_SHORT TASK:_ Carry on the passage about marriage and greener grass, beginning right after its final sentence.

_QUOTED TEXT:_
****

Then she met an attentive, financially secure man who seemed to be the answer to all of her unmet longings. She traded her life for the thrill of something new, the lure of something she perceived would be so much better.

But just two years later I ran into this friend and was stunned by her confession. With tears in her eyes she admitted that she’d discovered fairy tales don’t exist. Every relationship feels exhilarating at the beginning but then real life happens and marriage is hard work no matter who you are married to. When I asked her to tell me about her new husband she smiled shyly and said, “Well, he’s hairy.”

What?

What did she just say? My mind was spinning. Of all the words, all the descriptions, all the romantic terms I expected her to use, “hairy” was no where on the list. How telling that the man that was once so irresistible that she traded everything for him, had now been reduced to one word…hairy!

I’m convinced that in marriage the grass isn’t greener on the other side. The grass
is greener where you water and fertilize it.

****

_RECORDS:_
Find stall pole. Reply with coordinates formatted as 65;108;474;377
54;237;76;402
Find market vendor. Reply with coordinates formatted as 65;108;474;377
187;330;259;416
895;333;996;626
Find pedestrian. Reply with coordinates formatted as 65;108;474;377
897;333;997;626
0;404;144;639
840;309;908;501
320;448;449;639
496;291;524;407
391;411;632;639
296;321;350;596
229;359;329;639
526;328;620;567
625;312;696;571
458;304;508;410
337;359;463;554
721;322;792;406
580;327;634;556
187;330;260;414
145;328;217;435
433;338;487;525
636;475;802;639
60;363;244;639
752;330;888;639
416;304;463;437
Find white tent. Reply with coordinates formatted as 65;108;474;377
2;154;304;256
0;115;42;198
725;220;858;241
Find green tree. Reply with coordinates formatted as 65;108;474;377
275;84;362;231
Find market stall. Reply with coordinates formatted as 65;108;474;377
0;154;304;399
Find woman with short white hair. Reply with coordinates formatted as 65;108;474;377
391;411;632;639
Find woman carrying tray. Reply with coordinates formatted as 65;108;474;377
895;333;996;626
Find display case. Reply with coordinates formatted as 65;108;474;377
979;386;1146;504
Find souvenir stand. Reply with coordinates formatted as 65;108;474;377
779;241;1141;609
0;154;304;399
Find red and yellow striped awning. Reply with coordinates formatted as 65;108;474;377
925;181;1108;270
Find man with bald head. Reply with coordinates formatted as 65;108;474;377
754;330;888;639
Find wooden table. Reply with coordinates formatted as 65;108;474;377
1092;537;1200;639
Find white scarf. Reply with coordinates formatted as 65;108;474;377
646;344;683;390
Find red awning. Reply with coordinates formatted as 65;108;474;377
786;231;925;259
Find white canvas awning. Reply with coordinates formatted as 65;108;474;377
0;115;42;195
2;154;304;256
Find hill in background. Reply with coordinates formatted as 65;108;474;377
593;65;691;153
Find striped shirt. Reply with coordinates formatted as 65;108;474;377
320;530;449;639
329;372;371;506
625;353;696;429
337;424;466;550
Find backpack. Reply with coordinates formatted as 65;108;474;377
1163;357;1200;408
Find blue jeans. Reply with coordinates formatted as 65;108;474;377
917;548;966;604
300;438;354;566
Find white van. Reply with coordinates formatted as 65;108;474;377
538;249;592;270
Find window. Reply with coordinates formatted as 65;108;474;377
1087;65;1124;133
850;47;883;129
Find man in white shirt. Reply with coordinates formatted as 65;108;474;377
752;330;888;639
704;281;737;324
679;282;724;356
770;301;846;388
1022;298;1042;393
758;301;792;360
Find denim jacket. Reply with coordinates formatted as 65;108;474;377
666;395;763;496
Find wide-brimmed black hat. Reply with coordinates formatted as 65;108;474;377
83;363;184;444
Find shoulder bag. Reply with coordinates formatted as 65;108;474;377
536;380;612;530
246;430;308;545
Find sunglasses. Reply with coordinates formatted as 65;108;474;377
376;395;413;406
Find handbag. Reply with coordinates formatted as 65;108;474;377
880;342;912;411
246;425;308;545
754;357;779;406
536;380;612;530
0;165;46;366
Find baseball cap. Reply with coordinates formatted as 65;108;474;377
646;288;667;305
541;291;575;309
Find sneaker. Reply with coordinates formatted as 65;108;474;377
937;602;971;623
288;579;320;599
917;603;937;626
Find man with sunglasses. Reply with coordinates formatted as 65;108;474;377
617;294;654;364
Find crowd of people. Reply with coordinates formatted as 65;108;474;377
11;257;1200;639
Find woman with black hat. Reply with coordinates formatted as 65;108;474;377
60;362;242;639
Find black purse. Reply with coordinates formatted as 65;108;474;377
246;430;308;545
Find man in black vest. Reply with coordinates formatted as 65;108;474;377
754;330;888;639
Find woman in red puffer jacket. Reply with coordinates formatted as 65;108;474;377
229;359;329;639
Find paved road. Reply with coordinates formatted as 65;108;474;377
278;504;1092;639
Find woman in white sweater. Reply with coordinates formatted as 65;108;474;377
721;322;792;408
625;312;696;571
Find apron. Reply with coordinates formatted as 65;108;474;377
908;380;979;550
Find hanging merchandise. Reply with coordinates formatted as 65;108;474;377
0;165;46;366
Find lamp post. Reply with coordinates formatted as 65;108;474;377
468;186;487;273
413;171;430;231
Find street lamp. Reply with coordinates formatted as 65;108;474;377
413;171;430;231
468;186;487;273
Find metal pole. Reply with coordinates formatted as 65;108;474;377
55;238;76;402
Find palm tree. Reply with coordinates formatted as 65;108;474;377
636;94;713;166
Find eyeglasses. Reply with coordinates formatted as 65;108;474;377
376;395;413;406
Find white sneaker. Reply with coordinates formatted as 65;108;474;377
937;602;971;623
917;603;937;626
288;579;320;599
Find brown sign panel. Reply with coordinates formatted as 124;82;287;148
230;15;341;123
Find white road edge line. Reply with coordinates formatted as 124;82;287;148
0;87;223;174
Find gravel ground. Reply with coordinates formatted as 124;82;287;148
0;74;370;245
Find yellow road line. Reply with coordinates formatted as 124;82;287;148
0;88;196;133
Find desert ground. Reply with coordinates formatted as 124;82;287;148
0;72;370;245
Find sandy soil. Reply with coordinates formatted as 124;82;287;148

****

_OUTPUT:_
Dear Lord, please help me see my marriage as a sacred thing. May I always understand that being married was not meant to just make me happy but make my character more holy. Help me remember being married is less about having the right partner and more about being the right partner. Shape me into the wife my husband needs and deserves. Help me to pause before I speak so I don’t react out of anger, frustration, or selfishness. Show me how to respect, love and give to this man in a way that honors You and brings joy to our home. In Jesus’ Name, Amen.


Application
Steps:
Write a list of all the things you love and admire about your husband. If
you can’t think of any now, list what you liked about him when you married
him. Find some time today to share the list with your husband. Spend some time in
prayer for your marriage and for your husband. Consider signing up for a
marriage coaching conference call for women with Lysa TerKeurst.
Follow the link
in the resources section above to learn more.


Reflections:
As a wife, is your goal to help your husband become all that God intends him to be, or all that you intend him to be?. Have you bought into the cultural idea of marriage
being some sort of fairy tale Sometimes, being a helper is actually a lot of work. How can you better fulfill your God-given role as a helper to your husband?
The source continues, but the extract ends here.